■ Problem 1:
Answer these questions using the opinion column below:
(a) On what date was the column published?
(b) What position does M.D. Harmon hold, according to the line beneath the byline?
(c) According to the column, what do "our radicals" say human nature is?
■ Problem 2: List every line in the rows that contains the string "grass". Case counts.

>> START Quoted passage

June 4, 2010

Harmon: Are the lies we believe nearly at critical mass?

The problem with living at such great odds with reality is that eventually it calls in its chips.

By M.D. Harmon mharmon@mainetoday.com
Editorial Writer

It's painfully obvious that many of us have lived for a long time in the grip of some powerful ideas that aren't true.

That wasn't a major problem as long as the ideas weren't either overwhelmingly numerous or crucial to our national well-being. But now that we have lived with some of them for many, many years, their effects are becoming crippling.

Then, in recent years we added substantially to our collection of misapprehensions about reality, constructing a fairly elaborate house of cards that now is in danger of collapsing around our ears.

And we have no one to blame but ourselves.

While there isn't room here to list them all, let's at least hit the major ones, so that when the sky is blackened with chickens flying home to roost, we can see why they hatched.

Going from closer issues to more distant ones, here are some of the principal ways we have lied to ourselves in believing that:

We can turn our backs on human nature, which our radicals tell us is not God-given but infinitely malleable.

>> END Quoted passage
>> START Material to process

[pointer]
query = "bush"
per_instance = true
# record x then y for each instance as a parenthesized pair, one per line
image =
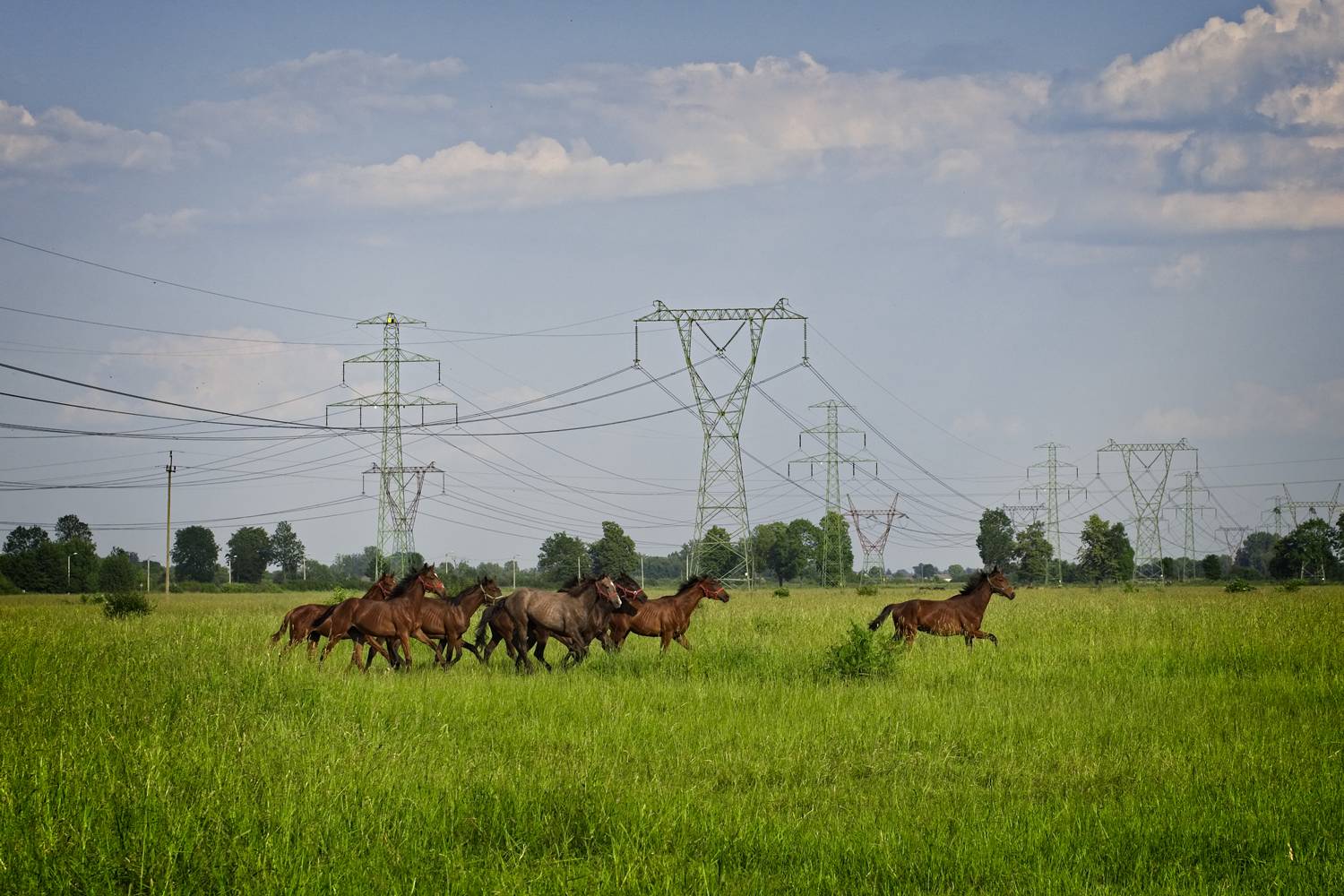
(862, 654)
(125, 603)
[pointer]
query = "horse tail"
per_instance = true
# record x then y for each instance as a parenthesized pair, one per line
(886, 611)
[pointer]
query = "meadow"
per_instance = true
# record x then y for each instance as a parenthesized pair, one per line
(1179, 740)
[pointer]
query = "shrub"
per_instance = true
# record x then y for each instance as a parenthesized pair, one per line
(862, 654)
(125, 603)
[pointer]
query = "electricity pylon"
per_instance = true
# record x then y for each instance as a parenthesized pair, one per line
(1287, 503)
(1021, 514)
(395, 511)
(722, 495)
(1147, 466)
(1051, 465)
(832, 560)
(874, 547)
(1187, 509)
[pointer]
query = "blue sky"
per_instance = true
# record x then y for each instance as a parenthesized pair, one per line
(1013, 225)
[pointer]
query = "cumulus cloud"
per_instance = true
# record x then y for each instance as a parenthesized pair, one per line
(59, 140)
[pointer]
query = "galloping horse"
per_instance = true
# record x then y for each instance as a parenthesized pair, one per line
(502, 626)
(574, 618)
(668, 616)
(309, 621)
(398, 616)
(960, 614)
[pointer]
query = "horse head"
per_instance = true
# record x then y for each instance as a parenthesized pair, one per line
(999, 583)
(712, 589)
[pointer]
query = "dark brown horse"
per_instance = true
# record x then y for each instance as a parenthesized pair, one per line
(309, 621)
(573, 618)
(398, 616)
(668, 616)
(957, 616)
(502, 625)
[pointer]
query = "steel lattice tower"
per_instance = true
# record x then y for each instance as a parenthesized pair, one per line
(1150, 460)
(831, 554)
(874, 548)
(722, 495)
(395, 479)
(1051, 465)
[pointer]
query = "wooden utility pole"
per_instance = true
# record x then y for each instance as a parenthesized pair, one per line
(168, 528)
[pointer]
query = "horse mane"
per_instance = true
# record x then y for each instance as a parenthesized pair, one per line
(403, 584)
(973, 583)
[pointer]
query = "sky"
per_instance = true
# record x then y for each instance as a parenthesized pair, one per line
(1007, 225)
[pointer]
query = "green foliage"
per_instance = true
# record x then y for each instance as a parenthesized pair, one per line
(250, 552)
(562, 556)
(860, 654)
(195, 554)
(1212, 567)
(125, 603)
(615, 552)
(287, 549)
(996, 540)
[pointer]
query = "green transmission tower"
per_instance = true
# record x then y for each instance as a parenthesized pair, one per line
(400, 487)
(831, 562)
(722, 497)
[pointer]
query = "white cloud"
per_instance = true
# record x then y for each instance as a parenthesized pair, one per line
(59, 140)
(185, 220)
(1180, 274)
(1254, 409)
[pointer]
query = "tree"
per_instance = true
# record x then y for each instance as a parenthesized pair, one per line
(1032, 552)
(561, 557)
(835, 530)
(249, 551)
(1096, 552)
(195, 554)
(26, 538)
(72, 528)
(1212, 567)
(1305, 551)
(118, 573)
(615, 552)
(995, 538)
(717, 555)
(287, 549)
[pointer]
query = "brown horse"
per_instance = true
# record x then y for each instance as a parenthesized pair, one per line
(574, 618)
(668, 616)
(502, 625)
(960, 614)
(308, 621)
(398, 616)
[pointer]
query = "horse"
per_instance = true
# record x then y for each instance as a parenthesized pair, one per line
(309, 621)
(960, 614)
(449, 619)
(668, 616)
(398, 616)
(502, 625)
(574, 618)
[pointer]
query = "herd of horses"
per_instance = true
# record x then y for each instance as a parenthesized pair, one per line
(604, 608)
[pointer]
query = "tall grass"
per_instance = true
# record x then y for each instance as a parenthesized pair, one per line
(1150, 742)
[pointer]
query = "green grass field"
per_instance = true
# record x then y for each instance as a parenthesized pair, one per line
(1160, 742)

>> END Material to process

■ Correct result 1:
(a) June 4, 2010.
(b) Editorial Writer.
(c) Not God-given but infinitely malleable.

■ Correct result 2:
query = "tall grass"
query = "green grass field"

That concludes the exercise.